Come si ricorderà, la Legge di Stabilità per l’anno in corso (190/2014), all’articolo unico, commi 26-34, ha introdotto fino al 30 giugno 2018 la possibilità, per i lavoratori dipendenti, di chiedere la monetizzazione mensile, direttamente in busta paga, della quota maturanda di Tfr. Ricordiamo che, nel sistema precedente, le vie per il lavoratore erano solo queste: nelle aziende con meno di 50 dipendenti poteva scegliere se lasciare il Tfr in azienda o destinarlo a un fondo di previdenza complementare; nelle aziende con almeno 50 dipendenti il Tfr poteva andare al fondo Tesoreria presso l’Inps o al fondo di previdenza complementare, comunque fino alla conclusione del rapporto di lavoro.

La “nuova via”
Oggi si aggiunge una nuova via, seppure “in via sperimentale” e fino al 30/6/2018: farsene versare mensilmente una parte, conservando in ogni caso il proprio “tesoretto” in vista della pensione. Quello che mancava, ad oggi, erano le modalità operative: proprio a questo si riferisce il Decreto del Presidente del Consiglio dei Ministri 29/2015, uscito il Gazzetta Ufficiale lo scorso 19 marzo (GU n.65). Il testo del Regolamento contenuto nel Decreto, composto da 15 articoli, fissa dunque la nuova disciplina, ufficializzando la possibilità di richiedere, in via sperimentale, il Quir (Quota integrativa della retribuzione pari alla  quota maturanda di cui all’articolo 2120 del Codice  civile, che disciplina appunto il Trattamento di fine rapporto) come parte integrante della retribuzione per il periodo di paga decorrente da marzo 2015 a giugno 2018. In definitiva il Decreto trasforma la quota di Tfr maturata mensilmente in parte della retribuzione (al netto dello 0,50%).

** Parti dell'esercizio **
a: Elenca tutte le destinazioni del Tfr che, nel testo sul Tfr in busta paga, risultano possibili per il lavoratore nel sistema precedente.
b: Scrivi il seguito del testo sul Tfr in busta paga, riprendendo subito dopo la sua ultima frase.
Le voci che seguono non hanno alcun legame con il testo sul Tfr.

** Dati estratti **

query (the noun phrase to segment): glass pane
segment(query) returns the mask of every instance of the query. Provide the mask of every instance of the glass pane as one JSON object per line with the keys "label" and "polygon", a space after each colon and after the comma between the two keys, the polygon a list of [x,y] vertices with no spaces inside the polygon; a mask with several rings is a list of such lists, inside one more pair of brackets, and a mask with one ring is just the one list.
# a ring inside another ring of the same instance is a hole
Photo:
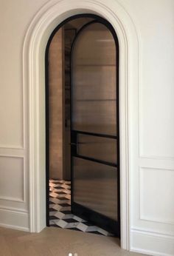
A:
{"label": "glass pane", "polygon": [[117,170],[73,158],[74,201],[117,220]]}
{"label": "glass pane", "polygon": [[116,134],[116,46],[108,29],[88,25],[72,55],[72,129]]}
{"label": "glass pane", "polygon": [[116,164],[116,140],[78,134],[77,154]]}

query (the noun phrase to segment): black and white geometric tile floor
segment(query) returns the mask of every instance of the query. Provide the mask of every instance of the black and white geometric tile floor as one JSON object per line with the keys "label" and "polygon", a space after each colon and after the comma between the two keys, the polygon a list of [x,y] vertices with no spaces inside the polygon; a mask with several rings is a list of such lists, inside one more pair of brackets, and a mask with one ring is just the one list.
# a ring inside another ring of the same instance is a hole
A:
{"label": "black and white geometric tile floor", "polygon": [[49,226],[98,235],[113,235],[71,212],[71,181],[49,180]]}

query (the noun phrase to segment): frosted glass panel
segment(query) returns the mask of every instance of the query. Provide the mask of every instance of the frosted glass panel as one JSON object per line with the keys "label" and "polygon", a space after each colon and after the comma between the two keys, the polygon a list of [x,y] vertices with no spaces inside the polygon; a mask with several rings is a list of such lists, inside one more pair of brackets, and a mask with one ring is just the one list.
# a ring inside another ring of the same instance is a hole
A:
{"label": "frosted glass panel", "polygon": [[117,169],[73,158],[74,201],[117,220]]}
{"label": "frosted glass panel", "polygon": [[116,49],[102,24],[88,25],[72,55],[72,129],[116,134]]}
{"label": "frosted glass panel", "polygon": [[115,139],[78,134],[77,142],[77,154],[116,164]]}

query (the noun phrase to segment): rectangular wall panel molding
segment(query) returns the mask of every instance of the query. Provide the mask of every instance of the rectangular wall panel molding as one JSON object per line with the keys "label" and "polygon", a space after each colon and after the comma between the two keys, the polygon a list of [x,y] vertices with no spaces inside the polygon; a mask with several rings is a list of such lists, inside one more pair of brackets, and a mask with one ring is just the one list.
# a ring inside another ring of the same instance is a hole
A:
{"label": "rectangular wall panel molding", "polygon": [[29,232],[29,214],[0,209],[0,226]]}
{"label": "rectangular wall panel molding", "polygon": [[130,251],[155,256],[174,255],[174,236],[132,229]]}
{"label": "rectangular wall panel molding", "polygon": [[0,156],[0,199],[16,202],[25,200],[24,158]]}
{"label": "rectangular wall panel molding", "polygon": [[140,219],[174,224],[174,170],[139,169]]}

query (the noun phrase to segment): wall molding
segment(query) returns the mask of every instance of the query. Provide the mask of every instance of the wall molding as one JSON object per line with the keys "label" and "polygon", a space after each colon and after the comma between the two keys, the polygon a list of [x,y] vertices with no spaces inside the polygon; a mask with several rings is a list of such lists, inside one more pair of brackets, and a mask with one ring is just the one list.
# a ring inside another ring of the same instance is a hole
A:
{"label": "wall molding", "polygon": [[16,213],[24,213],[28,215],[29,212],[26,209],[23,209],[21,208],[15,208],[10,206],[4,206],[3,205],[0,205],[0,210],[9,211],[10,212],[16,212]]}
{"label": "wall molding", "polygon": [[174,225],[174,221],[170,220],[167,220],[167,219],[162,219],[162,218],[148,218],[146,217],[145,215],[143,215],[142,212],[142,191],[141,188],[143,187],[142,186],[142,171],[144,170],[150,170],[150,169],[153,169],[155,171],[168,171],[168,172],[174,172],[174,169],[164,169],[164,168],[159,168],[159,167],[145,167],[145,166],[139,166],[139,220],[147,220],[153,223],[165,223],[165,224],[170,224],[170,225]]}
{"label": "wall molding", "polygon": [[21,210],[0,209],[0,226],[29,232],[29,214]]}
{"label": "wall molding", "polygon": [[25,156],[24,155],[7,155],[7,154],[1,154],[0,158],[21,158],[23,161],[23,195],[22,195],[22,199],[18,198],[13,198],[13,197],[6,197],[6,196],[1,196],[1,200],[4,201],[15,201],[15,202],[19,202],[19,203],[25,203],[26,202],[26,161],[25,161]]}
{"label": "wall molding", "polygon": [[174,236],[131,229],[130,251],[154,256],[174,255]]}

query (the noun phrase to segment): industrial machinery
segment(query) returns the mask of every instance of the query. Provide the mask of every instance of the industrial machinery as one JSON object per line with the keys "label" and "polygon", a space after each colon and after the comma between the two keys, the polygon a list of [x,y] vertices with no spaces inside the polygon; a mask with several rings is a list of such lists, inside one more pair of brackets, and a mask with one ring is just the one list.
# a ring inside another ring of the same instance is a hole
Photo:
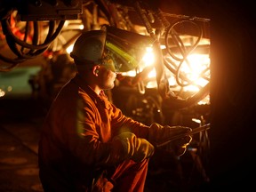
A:
{"label": "industrial machinery", "polygon": [[[31,97],[48,107],[76,73],[69,57],[76,39],[83,31],[104,27],[113,36],[108,46],[114,57],[127,67],[108,92],[115,105],[146,124],[207,124],[211,20],[204,1],[182,2],[1,1],[0,78],[24,67],[39,67],[28,84]],[[7,87],[0,80],[0,97],[12,94]],[[186,181],[193,180],[196,169],[200,181],[205,182],[207,131],[195,135],[193,142],[188,152],[193,167],[184,173]],[[155,174],[151,172],[152,177]],[[168,178],[165,171],[163,175]]]}

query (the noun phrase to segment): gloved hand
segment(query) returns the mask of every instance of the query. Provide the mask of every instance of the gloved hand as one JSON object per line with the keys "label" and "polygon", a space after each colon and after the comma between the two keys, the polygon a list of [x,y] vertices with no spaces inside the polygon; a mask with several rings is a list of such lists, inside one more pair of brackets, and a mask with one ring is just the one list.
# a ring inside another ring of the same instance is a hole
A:
{"label": "gloved hand", "polygon": [[177,156],[180,156],[186,152],[187,147],[189,145],[191,140],[192,137],[188,135],[183,137],[182,139],[172,140],[166,145],[161,146],[160,148],[171,153],[173,153],[173,155]]}
{"label": "gloved hand", "polygon": [[132,132],[123,132],[113,140],[121,141],[125,158],[131,158],[135,162],[141,162],[152,156],[155,151],[150,142],[145,139],[137,138]]}
{"label": "gloved hand", "polygon": [[192,140],[192,137],[188,135],[191,131],[191,128],[185,126],[162,126],[152,124],[148,141],[156,148],[163,148],[174,152],[176,156],[182,156]]}

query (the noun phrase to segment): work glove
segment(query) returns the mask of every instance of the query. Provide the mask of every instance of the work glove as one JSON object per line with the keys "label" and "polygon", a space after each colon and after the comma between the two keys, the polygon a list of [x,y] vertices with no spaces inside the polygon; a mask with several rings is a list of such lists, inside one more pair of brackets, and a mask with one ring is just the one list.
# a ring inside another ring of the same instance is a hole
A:
{"label": "work glove", "polygon": [[192,140],[189,132],[192,131],[185,126],[162,126],[152,124],[149,129],[148,141],[156,148],[160,148],[171,152],[175,156],[182,156],[187,147]]}
{"label": "work glove", "polygon": [[132,132],[123,132],[116,136],[114,140],[119,140],[124,148],[124,156],[134,162],[141,162],[153,156],[155,148],[145,139],[137,138]]}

** Risultati attesi **
a:
- Lasciare il Tfr in azienda
- Destinarlo a un fondo di previdenza complementare
- Destinarlo al fondo Tesoreria presso l'Inps

b:
Per il datore è un dovere
Anche se rimandiamo i dettagli alla lettura completa del testo (che linkiamo sotto), ricapitoliamo i passaggi essenziali: il datore di lavoro raccoglie le istanze da parte dei lavoratori (per le quali è già a disposizione un apposito modello allegato al DPCM 29), e verifica se vi siano, a norma di legge, condizioni ostative. Dopo aver raccolto le domande, il datore inizia a corrispondere in busta paga, dal periodo di paga successivo a quello della presentazione della domanda, la quota Quir. Durante il periodo di corresponsione del Quir, il cui limite è comunque fissato, in via sperimentale, al 30 giugno 2018, viene sospesa l’eventuale corresponsione del Tfr all’Inps o ai fondi di previdenza complementari.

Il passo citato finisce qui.